▶ **Entries from a pointing dataset**
▼

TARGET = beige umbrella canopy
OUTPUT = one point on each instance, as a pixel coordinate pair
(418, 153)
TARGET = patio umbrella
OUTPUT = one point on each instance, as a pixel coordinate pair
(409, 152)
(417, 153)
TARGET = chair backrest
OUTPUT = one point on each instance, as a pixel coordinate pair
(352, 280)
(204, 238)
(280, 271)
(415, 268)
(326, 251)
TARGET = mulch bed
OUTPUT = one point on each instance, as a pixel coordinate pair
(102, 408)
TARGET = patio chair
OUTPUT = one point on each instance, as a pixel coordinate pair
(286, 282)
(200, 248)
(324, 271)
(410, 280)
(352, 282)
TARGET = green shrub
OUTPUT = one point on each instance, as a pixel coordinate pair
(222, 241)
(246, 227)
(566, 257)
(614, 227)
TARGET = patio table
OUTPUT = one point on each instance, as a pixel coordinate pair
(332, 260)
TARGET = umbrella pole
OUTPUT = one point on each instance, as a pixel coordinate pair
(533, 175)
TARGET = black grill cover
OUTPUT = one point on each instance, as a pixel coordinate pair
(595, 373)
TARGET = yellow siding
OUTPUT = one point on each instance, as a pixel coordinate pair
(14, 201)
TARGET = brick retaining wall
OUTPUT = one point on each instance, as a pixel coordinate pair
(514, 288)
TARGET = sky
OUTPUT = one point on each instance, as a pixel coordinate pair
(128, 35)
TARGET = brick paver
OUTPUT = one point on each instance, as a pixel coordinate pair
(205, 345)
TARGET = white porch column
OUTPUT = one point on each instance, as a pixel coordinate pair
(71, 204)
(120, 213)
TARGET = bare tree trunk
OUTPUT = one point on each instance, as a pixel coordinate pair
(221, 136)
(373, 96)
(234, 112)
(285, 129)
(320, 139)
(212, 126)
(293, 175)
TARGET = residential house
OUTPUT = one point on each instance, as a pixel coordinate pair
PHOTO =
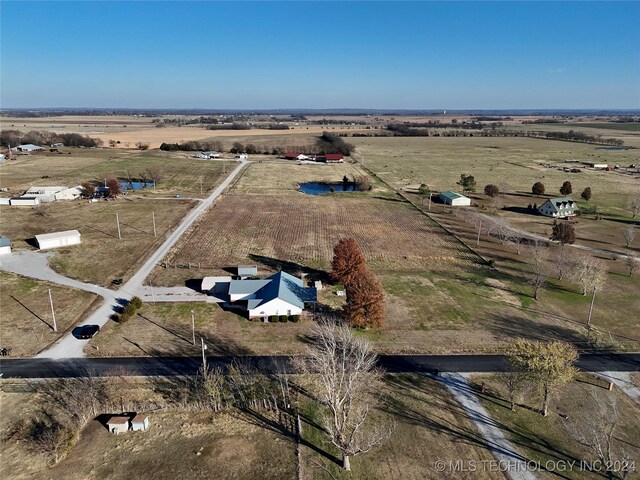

▲

▶ **GIVEN REQUEST**
Can you copy all of the items above word for word, leaving out the picture?

▶ **TASK RESPONSE**
TARGET = beige umbrella canopy
OUTPUT = one point on each instance, as a pixel coordinate pair
(418, 153)
TARGET = patio umbrella
OUTPUT = one point on each instance, as a pixel coordinate pair
(409, 152)
(417, 153)
TARGET = chair backrest
OUTPUT = one point on each instance, as a pixel coordinate pair
(352, 280)
(204, 238)
(280, 271)
(415, 268)
(326, 251)
TARGET = mulch bed
OUTPUT = one point on each instance, as a pixel coordinate pair
(102, 408)
TARGET = patio chair
OUTPUT = one point on each instance, as a pixel coordinate pair
(286, 282)
(200, 248)
(324, 271)
(410, 280)
(352, 282)
TARGET = green shrub
OUTPUT = one point on each instance, as a pixel coordinate pair
(222, 241)
(246, 227)
(566, 257)
(614, 227)
TARGET = patio table
OUTPUT = one point on each instance, as a pixel coordinate pair
(332, 260)
TARGET = umbrella pole
OUTPUT = one point on each instance, as a pixel coordinate pair
(533, 175)
TARGET = black grill cover
OUTPUT = one point on each instance, as a pixel coordinate pair
(595, 373)
TARGET = yellow siding
OUTPUT = one point on each instance, as a pixel coordinate pair
(14, 201)
TARGET = brick retaining wall
OUTPUT = one point on each instance, as a pixel coordinate pair
(514, 288)
TARGET = sky
OUTPUT = one point on each instance, as a pixel coordinate pair
(128, 35)
TARGET = brick paver
OUTPUT = one point on each instance, as a pixel coordinate pair
(205, 345)
TARGET = white porch column
OUTPUT = one point on each instance, as a pixel coordinate pair
(71, 204)
(120, 213)
TARGET = bare tree trunk
OUTPUT = one point on each instance, as a pixel coordinate pair
(221, 136)
(373, 96)
(234, 112)
(285, 129)
(320, 139)
(212, 126)
(293, 175)
TARGET = residential house
OUTPUT = one point on each instance, as a pixel coordinate pair
PHOTO =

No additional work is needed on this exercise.